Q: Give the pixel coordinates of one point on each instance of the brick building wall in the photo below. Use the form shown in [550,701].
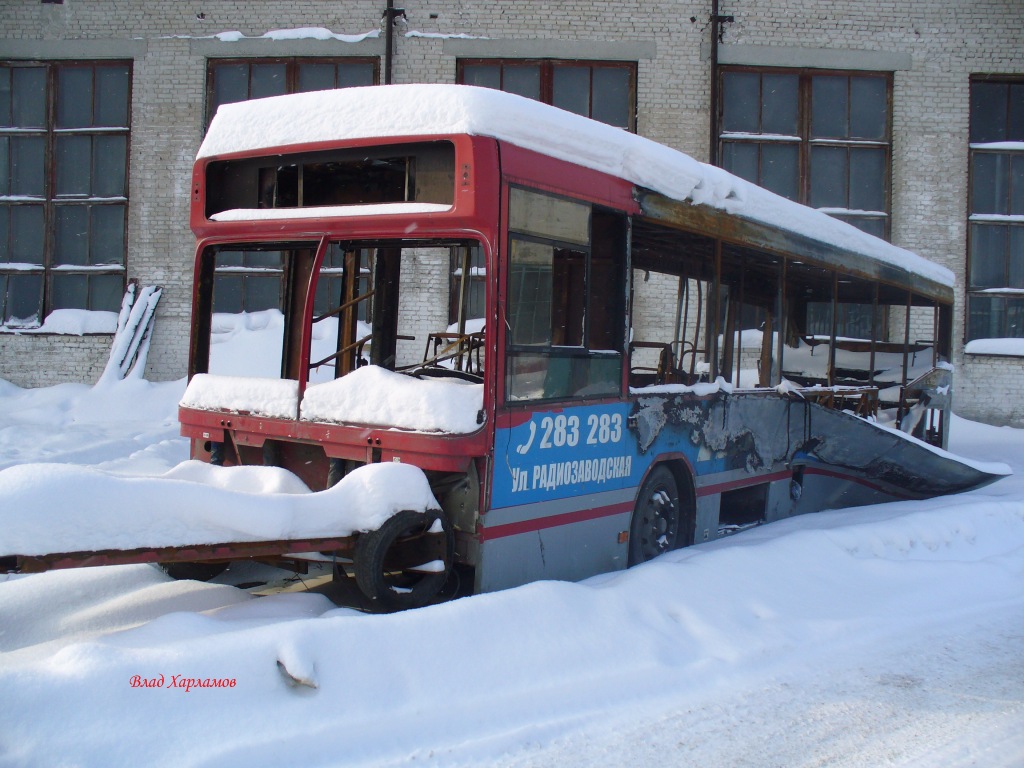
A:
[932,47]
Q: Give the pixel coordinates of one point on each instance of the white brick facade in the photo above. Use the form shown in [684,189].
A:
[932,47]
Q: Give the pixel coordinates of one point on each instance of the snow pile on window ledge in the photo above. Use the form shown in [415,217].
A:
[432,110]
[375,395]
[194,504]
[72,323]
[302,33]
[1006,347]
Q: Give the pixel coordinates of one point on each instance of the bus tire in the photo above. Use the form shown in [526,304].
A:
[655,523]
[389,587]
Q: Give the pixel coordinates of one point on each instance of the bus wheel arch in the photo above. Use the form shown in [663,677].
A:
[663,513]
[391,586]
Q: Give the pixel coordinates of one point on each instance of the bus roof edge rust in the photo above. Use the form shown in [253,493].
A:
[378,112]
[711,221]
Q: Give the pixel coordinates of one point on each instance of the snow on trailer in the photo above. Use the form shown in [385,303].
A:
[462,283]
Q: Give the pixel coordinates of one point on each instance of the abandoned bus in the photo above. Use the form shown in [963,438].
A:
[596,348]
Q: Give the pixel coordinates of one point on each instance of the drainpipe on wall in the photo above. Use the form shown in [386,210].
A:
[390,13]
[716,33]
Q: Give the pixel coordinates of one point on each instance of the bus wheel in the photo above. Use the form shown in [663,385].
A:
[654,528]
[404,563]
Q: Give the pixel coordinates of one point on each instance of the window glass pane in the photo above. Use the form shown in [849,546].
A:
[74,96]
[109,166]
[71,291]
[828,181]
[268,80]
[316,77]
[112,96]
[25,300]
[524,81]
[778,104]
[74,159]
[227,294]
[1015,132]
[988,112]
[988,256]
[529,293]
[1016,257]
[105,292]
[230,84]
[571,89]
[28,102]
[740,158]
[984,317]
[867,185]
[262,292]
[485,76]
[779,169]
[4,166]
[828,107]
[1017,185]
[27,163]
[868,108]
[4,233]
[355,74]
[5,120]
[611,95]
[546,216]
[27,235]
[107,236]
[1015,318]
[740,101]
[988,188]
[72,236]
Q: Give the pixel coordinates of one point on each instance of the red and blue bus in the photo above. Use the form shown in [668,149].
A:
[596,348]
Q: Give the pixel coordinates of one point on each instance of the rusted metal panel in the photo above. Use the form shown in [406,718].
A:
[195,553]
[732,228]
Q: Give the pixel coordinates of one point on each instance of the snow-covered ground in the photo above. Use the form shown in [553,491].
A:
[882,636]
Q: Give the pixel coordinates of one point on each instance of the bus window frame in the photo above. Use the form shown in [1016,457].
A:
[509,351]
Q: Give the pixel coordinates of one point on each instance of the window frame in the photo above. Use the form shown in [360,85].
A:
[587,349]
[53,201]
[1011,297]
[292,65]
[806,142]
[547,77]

* **Task objective**
Transcribe every entry word for word, excluding images.

* **Response for this exercise**
Q: Give the pixel coordinates of one point on each instance of the brick building wall in the photo below. Use the form shown in [550,701].
A:
[932,47]
Q: Give the pixel coordinates of one point on each instance of the white brick facade in the photo above. Use the form shown in [684,189].
A:
[932,47]
Q: Give the pixel coordinates of one point on each instance of the snow pile on window ledge in the photo above. Use the form shown in [415,217].
A:
[432,110]
[375,395]
[194,504]
[72,323]
[302,33]
[1006,347]
Q: Give the pixel coordinates of one point on each instance of the bus tire in the photo above. Use the form shown in [526,304].
A:
[655,523]
[389,587]
Q: Give the pixel coordinates of one point on each instance of the bus wheel arch in the photo above. Use the form shown in [663,677].
A:
[663,513]
[391,586]
Q: Give the pixel coordinates of one point on each instance of the bus roof edge rust in the photo above. Use the form shown in [253,493].
A:
[378,112]
[711,221]
Q: Give the pixel coordinates of one point on each instance of the snow on trailer in the photo above. Use the form shown in [385,303].
A:
[462,283]
Q: Give the pixel coordinates of one point on each instance of the abandoned bus in the photo above. Use the form shown in [963,438].
A:
[596,348]
Q: Give the pixel coordinates of one point on each instance of the drainpipe on wall in the photo above. Use the form shown in [386,210].
A:
[390,13]
[716,33]
Q: Give the pixel coordinates of one point on each instance of the bus wheel in the photo above. Use the form shown in [663,385].
A:
[654,528]
[404,563]
Q: Give the pixel coordinates of one point on each instance of the window glass pane in the photo above. Use the form shown in [849,546].
A:
[74,96]
[109,166]
[71,291]
[828,181]
[268,80]
[316,77]
[112,96]
[25,300]
[524,81]
[778,104]
[74,159]
[227,294]
[1015,132]
[988,112]
[988,256]
[529,293]
[1016,257]
[105,292]
[230,84]
[571,89]
[28,102]
[740,158]
[984,317]
[867,185]
[262,292]
[485,76]
[779,169]
[4,166]
[828,107]
[1017,185]
[27,163]
[868,108]
[4,233]
[355,74]
[5,120]
[611,95]
[546,216]
[27,235]
[107,236]
[1015,318]
[740,101]
[988,188]
[72,236]
Q: Give the pixel coordinates of one point on each instance of the red and blue bus in the photo above. Use the form shown in [668,149].
A:
[596,348]
Q: Give the pixel coordinates of one point on each instance of the rusted metal panel in the photo above. Use the form shown in [406,718].
A:
[195,553]
[732,228]
Q: Give the pixel coordinates of one point on each instance of the snow-covered ground in the photo above. Use the form shown in [553,491].
A:
[882,636]
Q: Give the pixel coordinates of one point on each instance of the bus window frame in the photo above. Use the form shown in [1016,457].
A:
[509,351]
Q: Give the pixel coordinates of one point on each instance of the window frame in the photo above. Use the form shown in [360,85].
A:
[587,349]
[53,201]
[1011,297]
[292,65]
[806,142]
[547,77]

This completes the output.